(Beginning of PASSAGE TO READ)

One of the first questions I get when I tell people that I’ve switched to a mostly plant based diet is “What about protein!?” Most people associate dairy and meat with protein and don’t realize how much protein is actually in plants. After watching Forks Over Knives and now that I’m reading The China Study, I’ve learned more about why Americans (and most 1st world countries) are so obsessed with filling up on plenty of animal based protein.
The human body needs protein to survive, not only to build muscle but also to build every structure in our bodies – from our nails to our organs to our skin. The word “protein” was coined by Jöns Jakob Berzelius in 1838 (source) and ever since, has been considered the most important nutrient that our bodies need. You will be hard pressed to find an exact number of grams of protein that your body needs each day since there are so many schools of thought on this topic, but the general consensus is pretty high, especially for athletes. When I was training for Ironman, I went to the doctor and the first thing she told me to change when I told her I was training for 140.6 miles was to eat more protein, specifically lean meat and low fat dairy. I even wrote a blog post about it. I ultimately decided that I needed about 108 g of protein per day. Another calculation of daily protein requirement that I found is that we need about .37 grams per pounds of body weight, putting a 140 woman at a need for about 51.8g/day.
However, Dr. Campbell argues, as a result of seventy-grant-years of peer-reviewed research he and his colleagues have conducted, that human beings actually need much less protein than typically recommended and that all of the protein required by the human body can be, and should be, obtained from plant-sources. The 10 year China Study which is discussed in the identically named book and the documentary Forks Over Knives, revealed an astounding link between the consumption of animal protein and disease, specifically cancer, heart disease, brain diseases such as dementia and Alzheimer’s, kidney stones, osteoperosis, and autoimmune diseases such as MS, rhueumatoid arthritis, and Type 1 diabetes. As I’ve mentioned in this blog before, the documentary and book have changed my diet completely and I am now following a mostly plant based diet.
How Do You Get Enough Protein From Plants?
Although Dr. Campbell argues that we need less protein than typically consumed by the average American (the average American consumes 15-20% of their calories from protein whereas we need more like 10%), we still do need to consume protein to function and flourish. In order for protein to be built by the human body, a chain of 20 amino acids must be formed. It is helpful to think of the protein chain as a string of brightly colored beads and each amino acid is assigned a unique colored bead. The strand will not be complete until it contains one of each of the twenty beads.

(End of PASSAGE TO READ)
(Beginning of EXERCISE DATA)

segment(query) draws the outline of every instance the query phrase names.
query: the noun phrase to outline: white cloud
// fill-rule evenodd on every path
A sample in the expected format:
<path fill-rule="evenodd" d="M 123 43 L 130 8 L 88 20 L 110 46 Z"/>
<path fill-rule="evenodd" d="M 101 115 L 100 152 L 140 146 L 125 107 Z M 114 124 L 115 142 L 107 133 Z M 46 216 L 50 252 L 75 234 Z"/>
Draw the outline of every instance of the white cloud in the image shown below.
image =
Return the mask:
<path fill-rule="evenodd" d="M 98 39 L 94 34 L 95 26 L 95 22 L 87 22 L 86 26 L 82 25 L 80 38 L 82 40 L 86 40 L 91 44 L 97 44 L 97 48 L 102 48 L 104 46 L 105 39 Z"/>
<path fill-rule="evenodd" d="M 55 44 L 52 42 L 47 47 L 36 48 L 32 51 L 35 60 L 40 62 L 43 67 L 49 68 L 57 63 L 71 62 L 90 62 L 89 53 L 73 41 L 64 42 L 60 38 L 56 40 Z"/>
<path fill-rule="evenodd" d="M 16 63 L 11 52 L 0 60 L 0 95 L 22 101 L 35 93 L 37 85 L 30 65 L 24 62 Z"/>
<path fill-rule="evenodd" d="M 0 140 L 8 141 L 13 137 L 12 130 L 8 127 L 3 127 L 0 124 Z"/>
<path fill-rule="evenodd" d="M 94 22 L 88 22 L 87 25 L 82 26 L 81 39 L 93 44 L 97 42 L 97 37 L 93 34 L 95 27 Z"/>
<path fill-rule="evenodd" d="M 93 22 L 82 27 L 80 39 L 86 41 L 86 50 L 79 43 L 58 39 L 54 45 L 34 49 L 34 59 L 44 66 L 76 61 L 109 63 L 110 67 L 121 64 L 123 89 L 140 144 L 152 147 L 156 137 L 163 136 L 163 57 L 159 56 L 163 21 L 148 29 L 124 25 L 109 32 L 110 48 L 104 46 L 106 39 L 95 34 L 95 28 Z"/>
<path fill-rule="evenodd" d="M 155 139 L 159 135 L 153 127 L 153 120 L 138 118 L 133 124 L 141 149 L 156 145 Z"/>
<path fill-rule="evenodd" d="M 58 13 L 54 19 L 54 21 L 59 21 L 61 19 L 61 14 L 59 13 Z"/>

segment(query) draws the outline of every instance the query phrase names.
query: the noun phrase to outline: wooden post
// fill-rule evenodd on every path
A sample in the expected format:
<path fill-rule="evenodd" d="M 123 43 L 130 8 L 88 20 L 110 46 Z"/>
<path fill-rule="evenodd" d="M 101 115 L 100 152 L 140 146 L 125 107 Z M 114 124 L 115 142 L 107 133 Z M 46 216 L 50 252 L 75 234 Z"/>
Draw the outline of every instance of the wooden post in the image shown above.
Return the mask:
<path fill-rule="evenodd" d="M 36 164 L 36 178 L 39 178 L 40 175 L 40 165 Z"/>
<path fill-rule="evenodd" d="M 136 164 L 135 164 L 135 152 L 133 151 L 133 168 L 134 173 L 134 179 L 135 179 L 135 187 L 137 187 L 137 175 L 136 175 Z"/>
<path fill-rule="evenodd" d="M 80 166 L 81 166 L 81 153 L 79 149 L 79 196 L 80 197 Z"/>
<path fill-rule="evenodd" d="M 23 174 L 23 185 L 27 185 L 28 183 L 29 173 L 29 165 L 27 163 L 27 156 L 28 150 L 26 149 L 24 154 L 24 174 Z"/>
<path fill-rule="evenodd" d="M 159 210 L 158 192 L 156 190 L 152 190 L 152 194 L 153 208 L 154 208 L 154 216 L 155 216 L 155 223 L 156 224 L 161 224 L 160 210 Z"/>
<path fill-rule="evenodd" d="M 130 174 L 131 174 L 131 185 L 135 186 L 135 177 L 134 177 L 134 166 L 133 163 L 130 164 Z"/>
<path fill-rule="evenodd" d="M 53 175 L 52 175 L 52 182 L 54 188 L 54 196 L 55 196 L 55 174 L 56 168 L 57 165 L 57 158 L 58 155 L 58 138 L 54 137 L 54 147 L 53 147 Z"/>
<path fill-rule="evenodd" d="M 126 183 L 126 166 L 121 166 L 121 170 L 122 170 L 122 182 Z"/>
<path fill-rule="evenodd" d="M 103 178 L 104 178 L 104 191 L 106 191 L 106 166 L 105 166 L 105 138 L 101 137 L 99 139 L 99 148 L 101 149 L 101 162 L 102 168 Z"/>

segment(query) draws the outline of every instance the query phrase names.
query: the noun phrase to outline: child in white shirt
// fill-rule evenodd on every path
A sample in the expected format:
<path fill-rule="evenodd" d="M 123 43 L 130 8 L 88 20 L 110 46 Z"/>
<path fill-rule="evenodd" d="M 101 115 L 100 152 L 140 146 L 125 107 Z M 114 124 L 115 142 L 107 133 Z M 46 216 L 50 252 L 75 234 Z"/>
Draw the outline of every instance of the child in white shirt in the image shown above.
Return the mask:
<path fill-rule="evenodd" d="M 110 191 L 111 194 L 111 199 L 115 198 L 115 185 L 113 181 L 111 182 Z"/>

(End of EXERCISE DATA)

| DESCRIPTION OF THE TASK |
In the text about getting protein on a plant-based diet, who coined the word "protein," and in what year?

| RESULT OF THIS EXERCISE |
Jöns Jakob Berzelius coined it in 1838.